Selasa, 11 Juli 2017

SKETSA-SKETSA LEO KRISTI



SKETSA-SKETSA CERITA LK
Oleh: Aming Aminoedhin

            Banyak cerita-cerita tentang Leo Kristi yang menarik bagi saya, selain dia orang yang suka senyum setiap waktu, setiap bertemu; ia suka  mau cerita jika kita mau bertanya. Saya bertemu, Leo Kristi, pertama kali sejak masih Dewan Kesenian Surabaya (DKS) menempati gedung lawasnya. Depan gedung lawas itu, masih ada pohon keresnya, dan berandanya tak begitu luas itu, biasa untuk latihan apa saja: baca puisi, nyanyi, atau sekedar untuk kongkow-kongkow seniman apa saja. Leo Kristi (LK) dan kelompoknya, waktu itu, pernah juga berlatih di tempat ini. Selepas Isya, mereka berlatih melantunkan lagu-lagunya nan indah itu, jika tak salah waktu itu vokalis perempuannya, Cicilia, yang selalu pakai celena pendek warna putih. Aku lupa tahun berapa waktu itu. Tapi masih terngiang lagu-lagu Leo Kristi itu indah dilantunkan riang. Heroik tapi juga romantik.
            Selain Leo Kristi, di DKS, saya juga sering ketemu Naniel, personilnya Konser Rakyat Leo Kristi. Suatu waktu, kuputar lagu-lagu Leo dari ponsel-ku, sambil berbincang soal LK.  Naniel pernah cerita bahwa  gambaran sosok guru tua pada lagu Di Deretan Rel-Rel itu, adalah tokoh Pak Guru Tua yang jualan kopi di stasiun Lawang, dekat Malang. Selengkapnya syair lagunya seperti ini:

DI DERETAN REL-REL

 

Pagi masih sunyi seperti hatiku
Ketika kududuk di bangku peron
Tiada seorang pun menemani
Majalah dan koran pagi, tak banyak menolongku
Dan hati mulai bernyanyi

Olalai olai oleiei…oleilei oleieioleiei…
Olalai olai oleioi…oleilei oleoleioi…

Becek hujan turun semalaman
Menambah dinginnya pagi
Dengan seratus rupiah di kantong
Dapatkan rokok keretek , kopi panas dan goreng pisang
Di kedai pak guru tua

Olalai..olai oleioi…oleilei oleoleioi…
Olalai olai oleioi…oleilei oleoleioi…

Saat pulang kini telah tiba
Kereta pagi berangkat siang hari
Satu gerbong seratus penumpang
Di sela-sela tumpukan keranjang dan karung-karung
Perempuan berteriak ribut
Bayi-bayi menangis

Hmmmm…jalan menuju kota gaduh selalu
Hmmmm…jalan menuju kota gaduh selalu
Hmmmm…jalan menuju kota gaduh selalu

Lalalallalalala..lalalalalallalalla……

Lihat kereta apiku mengeluh
Lihat kereta tua mengeluh!

#### Data yang Ditampilkan
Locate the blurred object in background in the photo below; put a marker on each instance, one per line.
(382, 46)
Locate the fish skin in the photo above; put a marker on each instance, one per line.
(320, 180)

#### Permintaan Tertulis 1
Kutiplah teks tentang Leo Kristi tanpa mengubah satu kata pun: mulailah pada bagian yang memuat "Banyak cerita-cerita tentang" dan berhentilah setelah "tapi juga romantik.".
#### Permintaan Tertulis 2
Jawablah pertanyaan-pertanyaan ini berdasarkan teks tentang Leo Kristi.
(a) Di mana penulis pertama kali bertemu Leo Kristi?
(b) Menurut cerita Naniel, siapa sosok guru tua dalam lagu Di Deretan Rel-Rel?
(c) Berapa uang yang ada di kantong menurut syair lagu tersebut?
Data tersebut sama sekali tidak digunakan di sini.

#### Jawaban Benar 1
Banyak cerita-cerita tentang Leo Kristi yang menarik bagi saya, selain dia orang yang suka senyum setiap waktu, setiap bertemu; ia suka  mau cerita jika kita mau bertanya. Saya bertemu, Leo Kristi, pertama kali sejak masih Dewan Kesenian Surabaya (DKS) menempati gedung lawasnya. Depan gedung lawas itu, masih ada pohon keresnya, dan berandanya tak begitu luas itu, biasa untuk latihan apa saja: baca puisi, nyanyi, atau sekedar untuk kongkow-kongkow seniman apa saja. Leo Kristi (LK) dan kelompoknya, waktu itu, pernah juga berlatih di tempat ini. Selepas Isya, mereka berlatih melantunkan lagu-lagunya nan indah itu, jika tak salah waktu itu vokalis perempuannya, Cicilia, yang selalu pakai celena pendek warna putih. Aku lupa tahun berapa waktu itu. Tapi masih terngiang lagu-lagu Leo Kristi itu indah dilantunkan riang. Heroik tapi juga romantik.

#### Jawaban Benar 2
(a) Di Dewan Kesenian Surabaya (DKS), ketika DKS masih menempati gedung lawasnya.
(b) Pak Guru Tua yang berjualan kopi di stasiun Lawang, dekat Malang.
(c) Seratus rupiah.